J’ai réglé les problèmes de ponctuation que j’avais déjà évoqués (ponctuations doubles : espace avant et après, et autres). Également, j’ai enlevé le titre en début de texte. Il pose problème quand on utilise l’onglet « Les dernières nouvelles » et empêche de lire le début du texte. De même, j’ai mis aux normes du site pour la police de caractères (Arial corps 14). C’est la police la plus lisible. Tout cela est un peu exaspérant alors que tout est expliqué dans les aides.

La forme :

— « Quittant la ville à la tombée du jour, le lourd véhicule ne fut bientôt plus qu’un dortoir cahotant car les passagers, originaires de la métropole du désert où ils retournaient voir leurs familles, habitués, donc, à ce périple et sachant tirer parti de ce long moment de loisir forcé, avaient presque immédiatement sombré dans un sommeil léthargique. »

Une phrase très longue dont la ponctuation pose problème. Je vous laisse trouver.

— « les affaires qui m’avaient forcé de venir » : à venir.

LISTE DES DONNÉES:

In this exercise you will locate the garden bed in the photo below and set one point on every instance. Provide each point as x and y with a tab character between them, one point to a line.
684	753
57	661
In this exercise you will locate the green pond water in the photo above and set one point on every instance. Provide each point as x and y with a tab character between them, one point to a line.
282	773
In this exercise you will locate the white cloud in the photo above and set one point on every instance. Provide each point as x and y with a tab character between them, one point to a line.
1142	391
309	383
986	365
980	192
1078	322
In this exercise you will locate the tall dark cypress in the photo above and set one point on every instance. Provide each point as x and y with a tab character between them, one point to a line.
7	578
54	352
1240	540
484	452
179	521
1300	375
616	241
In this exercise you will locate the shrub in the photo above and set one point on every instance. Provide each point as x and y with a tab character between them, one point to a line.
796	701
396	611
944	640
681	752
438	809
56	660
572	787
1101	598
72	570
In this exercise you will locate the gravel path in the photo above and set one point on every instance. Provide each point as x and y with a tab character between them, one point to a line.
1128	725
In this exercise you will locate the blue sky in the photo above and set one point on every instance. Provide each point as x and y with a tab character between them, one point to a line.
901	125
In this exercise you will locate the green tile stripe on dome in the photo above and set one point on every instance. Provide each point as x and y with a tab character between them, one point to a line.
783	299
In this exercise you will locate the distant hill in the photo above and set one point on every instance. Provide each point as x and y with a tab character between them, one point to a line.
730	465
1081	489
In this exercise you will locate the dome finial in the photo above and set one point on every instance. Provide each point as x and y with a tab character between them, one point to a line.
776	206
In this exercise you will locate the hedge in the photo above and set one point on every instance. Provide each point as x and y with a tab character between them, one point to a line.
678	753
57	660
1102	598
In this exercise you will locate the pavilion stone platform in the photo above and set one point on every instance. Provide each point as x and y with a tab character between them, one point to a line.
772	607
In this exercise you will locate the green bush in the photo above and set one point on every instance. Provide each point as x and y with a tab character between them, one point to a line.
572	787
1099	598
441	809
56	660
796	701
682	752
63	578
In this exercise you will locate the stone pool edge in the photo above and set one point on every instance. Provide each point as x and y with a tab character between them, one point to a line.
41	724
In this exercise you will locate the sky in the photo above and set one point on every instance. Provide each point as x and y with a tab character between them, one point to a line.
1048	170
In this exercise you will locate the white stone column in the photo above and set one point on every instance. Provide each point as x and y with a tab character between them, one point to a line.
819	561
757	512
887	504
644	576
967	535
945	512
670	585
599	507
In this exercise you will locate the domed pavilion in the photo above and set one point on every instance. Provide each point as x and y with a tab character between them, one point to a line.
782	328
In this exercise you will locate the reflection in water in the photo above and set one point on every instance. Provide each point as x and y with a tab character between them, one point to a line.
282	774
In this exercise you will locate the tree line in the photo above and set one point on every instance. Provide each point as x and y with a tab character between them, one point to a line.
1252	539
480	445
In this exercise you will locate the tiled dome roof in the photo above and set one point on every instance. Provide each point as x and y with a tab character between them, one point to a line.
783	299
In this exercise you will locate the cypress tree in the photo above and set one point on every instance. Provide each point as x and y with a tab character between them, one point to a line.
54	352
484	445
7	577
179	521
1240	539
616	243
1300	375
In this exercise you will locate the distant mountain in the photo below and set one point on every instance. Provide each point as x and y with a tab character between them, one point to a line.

CONSIGNES:
1. Dans le commentaire de relecture, quelle police de caractères a été choisie pour respecter les normes du site ?
2. Poursuivez le commentaire de relecture à partir de sa dernière phrase.

RÉPONSES:
1. Arial corps 14.

2.
— « Tout se passa d’abord comme la nuit précédente, et mes compagnons de voyage, rien que des hommes qui montaient vers les villes de la côte prendre en quelque sorte la relève de ceux que j’avais accompagnés à l’aller tandis qu’ils rentraient “en permission”, se laissèrent rapidement saisir par le sommeil » : ici, l’incise est trop longue. On perd le fil.

« réveil. Comme souvent, ce ne fut pas un bruit qui me réveilla mais au contraire l’absence de bruit, » : réveil et réveilla, bruit et bruit.

— Le mot « car » est utilisé 13 fois (il doit exister des synonymes).

Globalement, les phrases sont trop longues. Vous gagneriez à en faire de plus courtes.

Pas du tout accroché, je n’ai pas été jusqu'au bout.